Dataset items
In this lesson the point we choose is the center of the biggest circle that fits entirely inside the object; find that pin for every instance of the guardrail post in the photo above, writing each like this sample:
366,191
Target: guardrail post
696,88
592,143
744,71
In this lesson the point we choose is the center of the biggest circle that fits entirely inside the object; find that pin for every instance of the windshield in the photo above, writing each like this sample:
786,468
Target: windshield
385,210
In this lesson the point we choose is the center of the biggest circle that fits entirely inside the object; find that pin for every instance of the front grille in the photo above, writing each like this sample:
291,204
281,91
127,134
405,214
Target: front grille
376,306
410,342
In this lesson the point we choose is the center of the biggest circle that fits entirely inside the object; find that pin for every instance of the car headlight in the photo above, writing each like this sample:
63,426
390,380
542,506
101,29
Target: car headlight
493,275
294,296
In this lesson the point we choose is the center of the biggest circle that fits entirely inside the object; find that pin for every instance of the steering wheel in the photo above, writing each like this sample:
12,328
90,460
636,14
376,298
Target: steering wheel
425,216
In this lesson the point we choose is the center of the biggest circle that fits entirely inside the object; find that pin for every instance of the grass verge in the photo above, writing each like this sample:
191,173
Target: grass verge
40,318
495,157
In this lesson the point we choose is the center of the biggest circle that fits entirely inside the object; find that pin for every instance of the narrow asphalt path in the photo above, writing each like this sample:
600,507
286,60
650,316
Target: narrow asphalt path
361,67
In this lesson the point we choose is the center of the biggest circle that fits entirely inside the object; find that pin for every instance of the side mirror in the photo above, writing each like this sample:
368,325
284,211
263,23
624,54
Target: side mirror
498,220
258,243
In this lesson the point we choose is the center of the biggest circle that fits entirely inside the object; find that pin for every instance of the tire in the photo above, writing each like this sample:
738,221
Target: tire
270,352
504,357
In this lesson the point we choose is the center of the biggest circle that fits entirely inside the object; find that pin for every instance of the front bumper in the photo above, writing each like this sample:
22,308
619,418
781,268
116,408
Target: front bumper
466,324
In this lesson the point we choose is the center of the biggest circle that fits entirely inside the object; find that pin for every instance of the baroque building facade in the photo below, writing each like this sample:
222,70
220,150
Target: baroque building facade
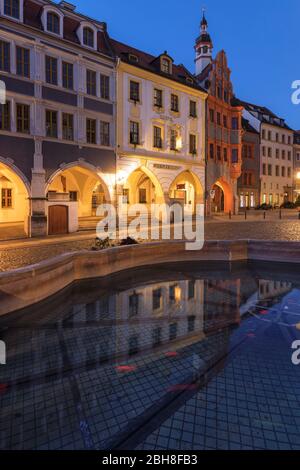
224,127
57,128
276,155
160,130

* **Required work**: Could you transcribe every entry exactly, leaving out the pictures?

* **Solution to this problem**:
In this lesson the point we choose is the center of the biggest circle that fits entirely inside the object; find that pin for every instance of the guardrail post in the photo above, writing each like this sample:
366,191
Target: guardrail post
696,88
592,143
744,71
In this lesson the point we choose is the center of the biggest circle that fits entirely inside the object; find that pin for every instance of the windshield in the photo above, writing each like this sample:
786,468
Target: windshield
385,210
In this lesson the point we choose is the center of the biggest circle that fits entirely inside the object; find that pin for every instance of the front grille in the photo above, writing each like this sample:
291,204
281,91
127,134
405,214
Target: front grille
376,306
410,342
In this lesson the point we choose is the center of the biggest circle that fits entirely inside the object; find that pin for every instance of the car headlight in the photo above, writing each like this sample:
63,426
390,380
542,506
101,29
Target: car headlight
493,275
294,296
In this lesson the point we choose is the center of the biggest circle that fits entirely inside the object; find that pin for every instance of the steering wheel in the photo above, writing each like this sample:
12,328
90,460
636,14
376,298
Target: steering wheel
425,216
In this lesson the point we choose is the center of the biggest circle that fits entirely inside the object; find that pin for every instance of the grass verge in the photo above, writing each like this sample:
191,173
Target: grass verge
40,318
495,157
In this lesson the point we choose is the center of the biggest circle that fits entirely inside the object; find that pin for every instance of the narrow asphalt path in the photo above, writing each like this sample:
600,507
286,60
650,316
Target: narrow asphalt path
361,67
In this lesson the point we choose is the center of the biggest circle that fits entirely inside the object; find that pin for every instance of the side mirror in the photo above, writing each like this sample:
368,325
284,211
263,23
624,54
Target: side mirror
498,220
258,243
In this lesson the point we choose is the center of the biggest circle that fits entirely inside the object; find that pin for every instance of the tire in the photo above, writing each like this sample:
738,221
Target: tire
270,352
504,357
In this lesson the point we choose is the center of the biggest circle that fits entirely inside the object; find that pin for every instance of the front bumper in the photo above, writing each like this sample:
22,308
619,418
781,268
116,408
Target: front bumper
466,324
In this lesson the point we choose is the center of the biggest circle that fits entirely inside the object; find that pin for every instance of the baroque building facade in the photo below, writing each like this sample:
222,70
220,150
Target: baroque building facade
224,127
57,128
276,155
160,130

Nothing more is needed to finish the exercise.